• **Excerpt to read**
»»
Why America can't get enough Rob Ford

Forget the staid, rule-abiding Canadian thing, Neil Macdonald tells his American neighbours. Our modern pop-culture say-anything politics really are a lot like yours.

Move over Kardashians, Charlie Sheen, we get the celebrity say-anything thing, too

Rob Ford's media blitz

10 years ago
Duration 2:46
A sample of Toronto mayor's interviews with North American news outlets

My dear American neighbours:

Judging from your delighted leers and the daily email links you've been kind enough to provide, I guess I'm supposed to be a bit sheepish about Toronto's mayor, and what he's doing to my country's reputation for monotonous, self-effacing reserve.

Well, first of all, my country's reputation is largely an American invention; most of you don't realize it, but we had some pretty darned wacky politicians long before Rob Ford showed up.

Pierre Trudeau, when he was prime minister, once did a saucy pirouette behind the Queen when she was looking the other way.

Back in the 1970s, the mayor of Ottawa jumped into a public fountain in his underwear. Plus we had a premier in Alberta who used to get drunk sometimes and say insulting things about folks in the Eastern provinces and homeless people.

So the staid, rule-abiding Canadian thing is a bum rap.
««
• **Written task a**
Translate this sentence from the Rob Ford column into Spanish: "Pierre Trudeau, when he was prime minister, once did a saucy pirouette behind the Queen when she was looking the other way."

Entries taken from a collection
»»
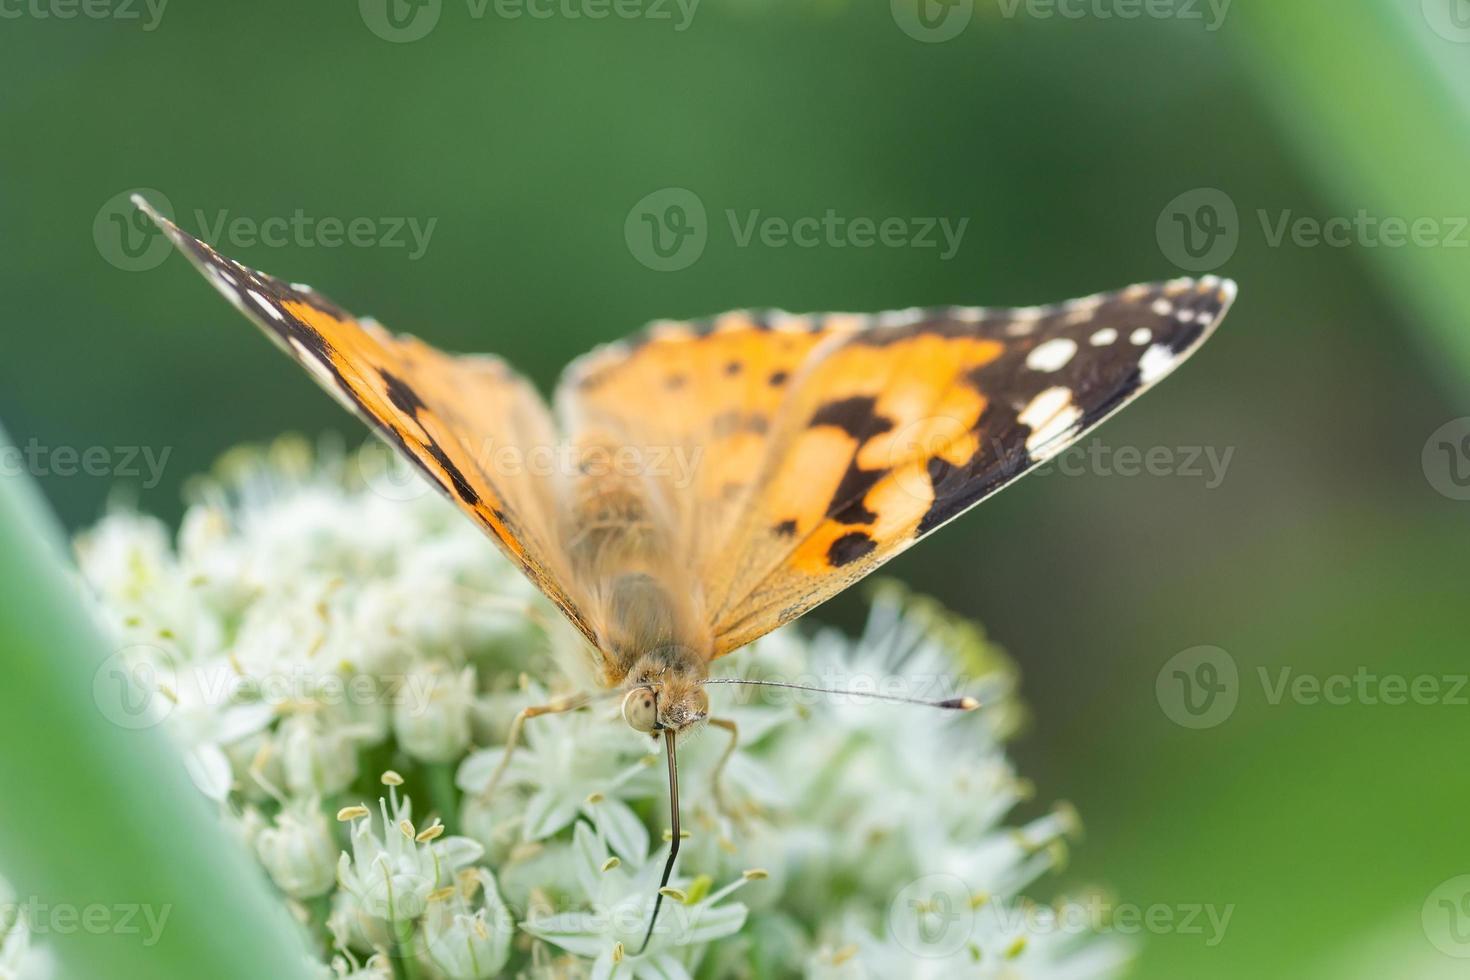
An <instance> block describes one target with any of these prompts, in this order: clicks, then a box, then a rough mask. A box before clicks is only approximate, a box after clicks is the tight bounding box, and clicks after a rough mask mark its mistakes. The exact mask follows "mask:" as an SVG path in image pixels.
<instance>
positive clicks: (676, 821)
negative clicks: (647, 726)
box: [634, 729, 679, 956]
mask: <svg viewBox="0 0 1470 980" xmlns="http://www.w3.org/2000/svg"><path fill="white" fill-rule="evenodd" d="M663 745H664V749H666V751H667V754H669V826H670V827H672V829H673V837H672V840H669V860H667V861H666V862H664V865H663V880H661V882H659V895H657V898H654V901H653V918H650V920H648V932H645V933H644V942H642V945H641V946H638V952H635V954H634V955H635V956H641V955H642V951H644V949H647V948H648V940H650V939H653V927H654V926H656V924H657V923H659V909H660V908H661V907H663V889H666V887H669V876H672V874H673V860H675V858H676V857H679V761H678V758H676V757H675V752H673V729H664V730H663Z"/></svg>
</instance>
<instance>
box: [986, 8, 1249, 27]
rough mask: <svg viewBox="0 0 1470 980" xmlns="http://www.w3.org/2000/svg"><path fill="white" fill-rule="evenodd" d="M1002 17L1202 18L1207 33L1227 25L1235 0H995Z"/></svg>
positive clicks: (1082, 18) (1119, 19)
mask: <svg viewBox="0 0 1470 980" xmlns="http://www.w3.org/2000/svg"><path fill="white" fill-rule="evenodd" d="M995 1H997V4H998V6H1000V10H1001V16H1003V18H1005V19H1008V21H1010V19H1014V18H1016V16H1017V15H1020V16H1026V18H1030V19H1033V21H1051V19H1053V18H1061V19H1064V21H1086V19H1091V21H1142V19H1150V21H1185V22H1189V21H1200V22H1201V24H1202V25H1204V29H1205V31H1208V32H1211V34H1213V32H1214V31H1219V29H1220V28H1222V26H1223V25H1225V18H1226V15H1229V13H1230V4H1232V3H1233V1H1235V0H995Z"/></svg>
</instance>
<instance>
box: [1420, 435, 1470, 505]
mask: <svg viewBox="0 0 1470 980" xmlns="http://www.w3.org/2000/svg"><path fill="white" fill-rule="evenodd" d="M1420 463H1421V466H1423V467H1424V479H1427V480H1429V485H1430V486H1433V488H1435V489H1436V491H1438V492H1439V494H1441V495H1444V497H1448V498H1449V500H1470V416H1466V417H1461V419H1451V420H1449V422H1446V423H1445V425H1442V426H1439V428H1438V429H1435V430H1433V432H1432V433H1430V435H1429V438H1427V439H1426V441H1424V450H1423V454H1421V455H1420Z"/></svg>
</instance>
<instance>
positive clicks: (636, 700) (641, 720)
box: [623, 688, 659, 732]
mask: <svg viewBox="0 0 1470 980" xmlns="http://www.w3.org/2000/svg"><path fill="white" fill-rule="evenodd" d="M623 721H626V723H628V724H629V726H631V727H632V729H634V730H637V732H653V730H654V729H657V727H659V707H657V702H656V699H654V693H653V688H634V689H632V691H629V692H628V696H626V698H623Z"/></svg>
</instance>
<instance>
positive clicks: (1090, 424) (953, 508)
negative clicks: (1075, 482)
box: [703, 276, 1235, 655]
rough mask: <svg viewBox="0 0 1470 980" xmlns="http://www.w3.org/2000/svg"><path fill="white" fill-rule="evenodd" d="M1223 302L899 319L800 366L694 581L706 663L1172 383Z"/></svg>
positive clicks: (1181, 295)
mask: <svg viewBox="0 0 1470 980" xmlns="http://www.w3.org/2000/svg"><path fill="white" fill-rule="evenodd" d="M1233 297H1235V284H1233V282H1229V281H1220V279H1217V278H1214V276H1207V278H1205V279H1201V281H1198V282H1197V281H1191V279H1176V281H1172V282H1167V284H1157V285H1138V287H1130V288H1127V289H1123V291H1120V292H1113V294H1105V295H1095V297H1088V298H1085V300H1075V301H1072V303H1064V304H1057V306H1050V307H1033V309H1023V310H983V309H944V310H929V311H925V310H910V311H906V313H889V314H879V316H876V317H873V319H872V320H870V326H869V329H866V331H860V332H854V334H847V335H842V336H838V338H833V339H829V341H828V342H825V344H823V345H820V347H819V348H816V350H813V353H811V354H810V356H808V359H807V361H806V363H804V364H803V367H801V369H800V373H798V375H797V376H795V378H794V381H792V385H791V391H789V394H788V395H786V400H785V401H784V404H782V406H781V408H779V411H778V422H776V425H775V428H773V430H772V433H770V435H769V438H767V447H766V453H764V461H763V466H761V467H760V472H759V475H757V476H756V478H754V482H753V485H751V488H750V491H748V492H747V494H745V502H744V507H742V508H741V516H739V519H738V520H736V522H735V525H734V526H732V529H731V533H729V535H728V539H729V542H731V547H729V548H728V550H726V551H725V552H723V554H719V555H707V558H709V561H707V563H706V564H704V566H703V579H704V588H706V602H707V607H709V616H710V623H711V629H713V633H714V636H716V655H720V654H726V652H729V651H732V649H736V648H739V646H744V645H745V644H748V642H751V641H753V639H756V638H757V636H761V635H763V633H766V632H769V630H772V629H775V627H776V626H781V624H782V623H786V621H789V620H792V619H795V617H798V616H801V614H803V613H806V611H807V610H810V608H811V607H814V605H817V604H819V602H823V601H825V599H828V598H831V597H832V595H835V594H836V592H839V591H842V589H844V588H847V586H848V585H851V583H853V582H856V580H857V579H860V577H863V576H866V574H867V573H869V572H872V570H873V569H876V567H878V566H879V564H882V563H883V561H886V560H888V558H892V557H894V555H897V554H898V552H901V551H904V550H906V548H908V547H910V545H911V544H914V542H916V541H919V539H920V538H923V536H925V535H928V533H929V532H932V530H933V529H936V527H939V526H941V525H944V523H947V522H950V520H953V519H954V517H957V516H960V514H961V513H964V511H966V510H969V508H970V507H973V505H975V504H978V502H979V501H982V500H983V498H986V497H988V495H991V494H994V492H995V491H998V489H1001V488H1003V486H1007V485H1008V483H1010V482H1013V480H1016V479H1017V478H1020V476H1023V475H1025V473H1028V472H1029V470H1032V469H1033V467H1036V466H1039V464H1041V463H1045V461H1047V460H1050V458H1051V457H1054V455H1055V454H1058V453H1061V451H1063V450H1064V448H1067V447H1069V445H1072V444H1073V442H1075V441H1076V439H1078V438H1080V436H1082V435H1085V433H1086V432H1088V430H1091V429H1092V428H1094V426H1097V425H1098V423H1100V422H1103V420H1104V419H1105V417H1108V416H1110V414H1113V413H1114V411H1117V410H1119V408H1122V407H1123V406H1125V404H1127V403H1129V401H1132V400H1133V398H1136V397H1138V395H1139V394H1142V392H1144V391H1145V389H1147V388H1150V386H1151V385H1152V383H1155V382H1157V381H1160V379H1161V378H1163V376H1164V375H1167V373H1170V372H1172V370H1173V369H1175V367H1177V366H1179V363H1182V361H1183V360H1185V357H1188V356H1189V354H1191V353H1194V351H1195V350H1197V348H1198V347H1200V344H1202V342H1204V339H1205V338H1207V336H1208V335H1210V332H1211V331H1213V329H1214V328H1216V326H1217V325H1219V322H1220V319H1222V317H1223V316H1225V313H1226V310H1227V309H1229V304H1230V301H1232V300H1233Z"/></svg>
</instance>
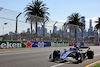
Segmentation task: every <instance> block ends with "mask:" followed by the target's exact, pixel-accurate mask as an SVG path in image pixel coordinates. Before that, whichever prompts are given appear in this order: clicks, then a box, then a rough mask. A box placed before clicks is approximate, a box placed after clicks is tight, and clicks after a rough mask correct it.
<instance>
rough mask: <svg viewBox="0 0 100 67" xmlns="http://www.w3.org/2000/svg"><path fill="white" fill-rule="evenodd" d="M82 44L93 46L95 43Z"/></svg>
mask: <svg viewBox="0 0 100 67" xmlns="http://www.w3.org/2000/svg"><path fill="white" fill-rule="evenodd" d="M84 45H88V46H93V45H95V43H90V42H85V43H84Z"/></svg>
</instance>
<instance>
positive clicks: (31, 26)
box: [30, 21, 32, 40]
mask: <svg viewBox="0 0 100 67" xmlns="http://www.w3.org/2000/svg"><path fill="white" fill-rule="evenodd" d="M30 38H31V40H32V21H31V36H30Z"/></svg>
««
»»
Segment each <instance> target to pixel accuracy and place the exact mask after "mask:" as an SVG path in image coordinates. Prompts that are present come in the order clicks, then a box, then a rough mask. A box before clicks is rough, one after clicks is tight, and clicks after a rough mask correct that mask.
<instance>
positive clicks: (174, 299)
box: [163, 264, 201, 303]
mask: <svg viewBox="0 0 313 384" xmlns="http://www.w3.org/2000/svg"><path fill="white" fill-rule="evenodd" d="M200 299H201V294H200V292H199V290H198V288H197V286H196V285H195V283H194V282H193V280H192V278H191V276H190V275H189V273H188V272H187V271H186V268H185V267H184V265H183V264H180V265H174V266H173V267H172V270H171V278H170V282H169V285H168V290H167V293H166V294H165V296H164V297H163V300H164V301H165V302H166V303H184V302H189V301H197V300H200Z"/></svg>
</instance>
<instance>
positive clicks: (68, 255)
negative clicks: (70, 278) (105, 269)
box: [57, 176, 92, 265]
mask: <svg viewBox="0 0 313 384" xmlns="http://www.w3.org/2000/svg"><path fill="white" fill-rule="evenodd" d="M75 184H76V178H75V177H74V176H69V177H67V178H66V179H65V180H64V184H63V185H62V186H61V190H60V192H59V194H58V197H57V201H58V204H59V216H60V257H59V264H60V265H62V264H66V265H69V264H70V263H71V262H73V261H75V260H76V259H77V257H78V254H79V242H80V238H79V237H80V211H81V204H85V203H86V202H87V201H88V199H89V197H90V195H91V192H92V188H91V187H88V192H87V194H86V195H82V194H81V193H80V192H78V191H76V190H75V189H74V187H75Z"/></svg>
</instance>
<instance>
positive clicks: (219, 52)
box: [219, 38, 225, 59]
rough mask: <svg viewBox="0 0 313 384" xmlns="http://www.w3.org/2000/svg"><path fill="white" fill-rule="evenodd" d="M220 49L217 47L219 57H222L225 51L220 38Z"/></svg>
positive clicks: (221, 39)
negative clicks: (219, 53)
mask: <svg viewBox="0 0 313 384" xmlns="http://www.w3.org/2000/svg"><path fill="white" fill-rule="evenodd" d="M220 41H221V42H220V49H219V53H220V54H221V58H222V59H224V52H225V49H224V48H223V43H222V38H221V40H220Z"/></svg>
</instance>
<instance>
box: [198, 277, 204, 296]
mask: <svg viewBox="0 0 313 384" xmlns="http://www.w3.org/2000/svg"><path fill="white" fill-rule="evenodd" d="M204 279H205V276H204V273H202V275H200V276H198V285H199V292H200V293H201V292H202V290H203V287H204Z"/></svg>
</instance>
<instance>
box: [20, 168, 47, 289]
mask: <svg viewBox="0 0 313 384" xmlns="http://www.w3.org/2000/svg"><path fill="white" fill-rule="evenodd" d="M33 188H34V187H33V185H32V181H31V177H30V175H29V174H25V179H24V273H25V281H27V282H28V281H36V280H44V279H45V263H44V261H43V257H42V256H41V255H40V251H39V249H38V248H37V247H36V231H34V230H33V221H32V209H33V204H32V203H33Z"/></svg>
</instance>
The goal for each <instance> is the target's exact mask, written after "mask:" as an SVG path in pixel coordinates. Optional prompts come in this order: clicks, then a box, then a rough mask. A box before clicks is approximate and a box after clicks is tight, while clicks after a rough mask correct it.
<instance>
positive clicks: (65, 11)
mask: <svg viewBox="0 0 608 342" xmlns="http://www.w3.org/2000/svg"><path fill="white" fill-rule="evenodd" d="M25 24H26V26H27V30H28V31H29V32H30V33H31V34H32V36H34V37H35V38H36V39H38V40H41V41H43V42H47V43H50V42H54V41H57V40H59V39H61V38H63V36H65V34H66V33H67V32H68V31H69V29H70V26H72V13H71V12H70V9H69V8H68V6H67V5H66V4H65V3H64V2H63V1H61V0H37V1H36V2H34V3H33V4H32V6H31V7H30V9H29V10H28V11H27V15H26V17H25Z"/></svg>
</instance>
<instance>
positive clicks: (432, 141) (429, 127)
««
• **Written task b**
From the entries, extract the stretch from the line containing "Segment each <instance>" through the line containing "box: [163, 264, 201, 303]", copying each line unchanged.

• **Answer area a**
Pierre Trudeau, cuando era primer ministro, una vez hizo una pícara pirueta detrás de la Reina mientras ella miraba hacia otro lado.

• **Answer area b**
Segment each <instance> target to pixel accuracy and place the exact mask after "mask:" as an SVG path in image coordinates. Prompts that are present come in the order clicks, then a box, then a rough mask. A box before clicks is rough, one after clicks is tight, and clicks after a rough mask correct that mask.
<instance>
positive clicks: (174, 299)
box: [163, 264, 201, 303]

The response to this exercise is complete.